**Work required:** Repeat the passage on China's food supply below, starting with "This section makes" and going on through "1994-1996 and 1964-1966.", and switch "printing" to "downloading".

|How did China's supply of non-grain commodities change
between 1964-66 and 1994-1996?
analysis makes use of FAO food balance sheets for China that have been averaged over the
three-year periods of 1964-1966 and 1994-1996. This was done to eliminate random annual
fluctuations in the reference periods. The analysis shows the changes in China's food
system between the pre-reform period in the mid-1960s and the current situation.
This section makes extensive use of the corresponding tables with food balance
sheets; reading it would greatly facilitated by printing the following tables: (1) 1964-1966, (2) 1994-1996,
(3) change between 1994-1996 and 1964-1966, and (4) percentage change between 1994-1996 and 1964-1966.

**Dataset extract:**
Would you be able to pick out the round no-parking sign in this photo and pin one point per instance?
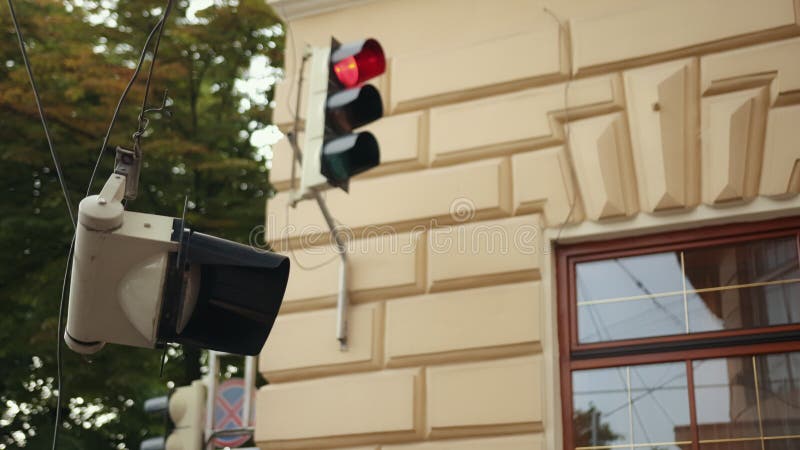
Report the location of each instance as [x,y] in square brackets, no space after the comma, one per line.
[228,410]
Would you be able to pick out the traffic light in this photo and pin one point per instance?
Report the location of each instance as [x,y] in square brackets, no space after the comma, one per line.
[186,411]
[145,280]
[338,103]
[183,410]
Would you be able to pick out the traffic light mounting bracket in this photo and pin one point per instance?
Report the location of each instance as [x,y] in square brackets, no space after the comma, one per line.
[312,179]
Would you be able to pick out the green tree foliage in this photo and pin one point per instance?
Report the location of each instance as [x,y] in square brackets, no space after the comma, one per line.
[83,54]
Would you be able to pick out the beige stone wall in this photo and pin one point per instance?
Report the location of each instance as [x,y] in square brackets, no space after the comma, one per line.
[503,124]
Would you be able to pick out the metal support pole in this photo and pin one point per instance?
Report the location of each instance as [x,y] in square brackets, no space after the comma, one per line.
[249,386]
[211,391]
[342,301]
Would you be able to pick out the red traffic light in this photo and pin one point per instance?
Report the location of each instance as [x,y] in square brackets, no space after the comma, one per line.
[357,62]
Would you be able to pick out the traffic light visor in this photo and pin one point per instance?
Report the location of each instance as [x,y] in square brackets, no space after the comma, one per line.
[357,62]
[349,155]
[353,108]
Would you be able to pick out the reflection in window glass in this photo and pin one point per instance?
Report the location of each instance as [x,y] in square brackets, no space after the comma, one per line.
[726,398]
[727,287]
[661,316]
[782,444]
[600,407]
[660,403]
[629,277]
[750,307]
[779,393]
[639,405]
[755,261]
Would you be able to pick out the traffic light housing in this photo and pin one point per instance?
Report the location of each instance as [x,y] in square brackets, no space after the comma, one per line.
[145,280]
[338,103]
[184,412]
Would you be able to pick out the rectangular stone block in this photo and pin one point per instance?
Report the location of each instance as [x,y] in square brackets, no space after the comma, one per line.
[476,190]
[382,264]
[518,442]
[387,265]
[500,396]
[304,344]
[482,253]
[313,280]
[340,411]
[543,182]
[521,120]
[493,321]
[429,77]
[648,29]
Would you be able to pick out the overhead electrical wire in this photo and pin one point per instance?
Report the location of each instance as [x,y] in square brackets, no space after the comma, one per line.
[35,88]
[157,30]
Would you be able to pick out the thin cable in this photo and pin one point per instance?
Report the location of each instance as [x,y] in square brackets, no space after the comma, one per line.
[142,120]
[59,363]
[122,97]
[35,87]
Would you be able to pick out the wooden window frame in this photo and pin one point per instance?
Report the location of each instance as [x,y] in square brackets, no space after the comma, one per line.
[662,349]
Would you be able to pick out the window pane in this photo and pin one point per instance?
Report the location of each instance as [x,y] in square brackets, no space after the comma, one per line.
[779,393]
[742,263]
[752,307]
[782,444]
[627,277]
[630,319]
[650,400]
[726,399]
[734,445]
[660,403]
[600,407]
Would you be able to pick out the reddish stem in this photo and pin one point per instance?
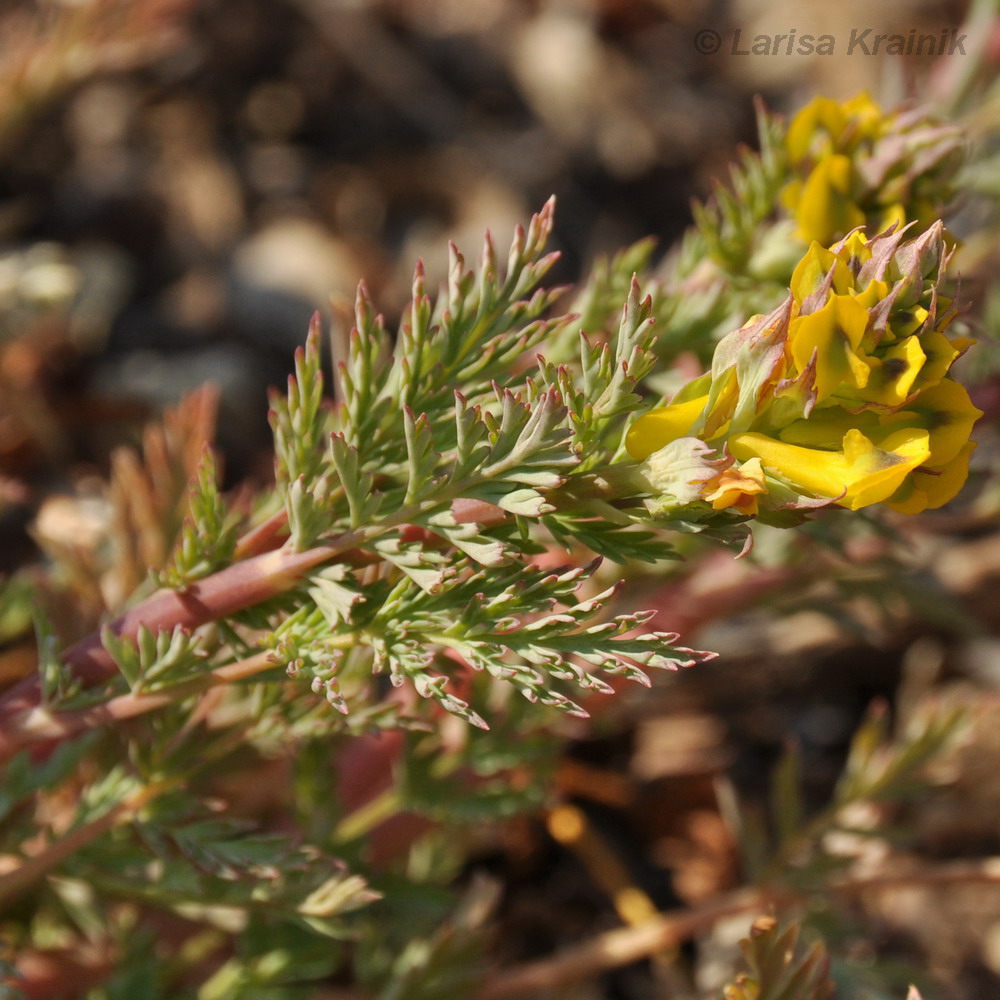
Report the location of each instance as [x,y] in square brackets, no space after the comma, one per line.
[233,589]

**Answer section:**
This section makes extensive use of the corresponding tables with food balance
sheets; reading it would greatly facilitated by downloading the following tables: (1) 1964-1966, (2) 1994-1996,
(3) change between 1994-1996 and 1964-1966, and (4) percentage change between 1994-1996 and 1964-1966.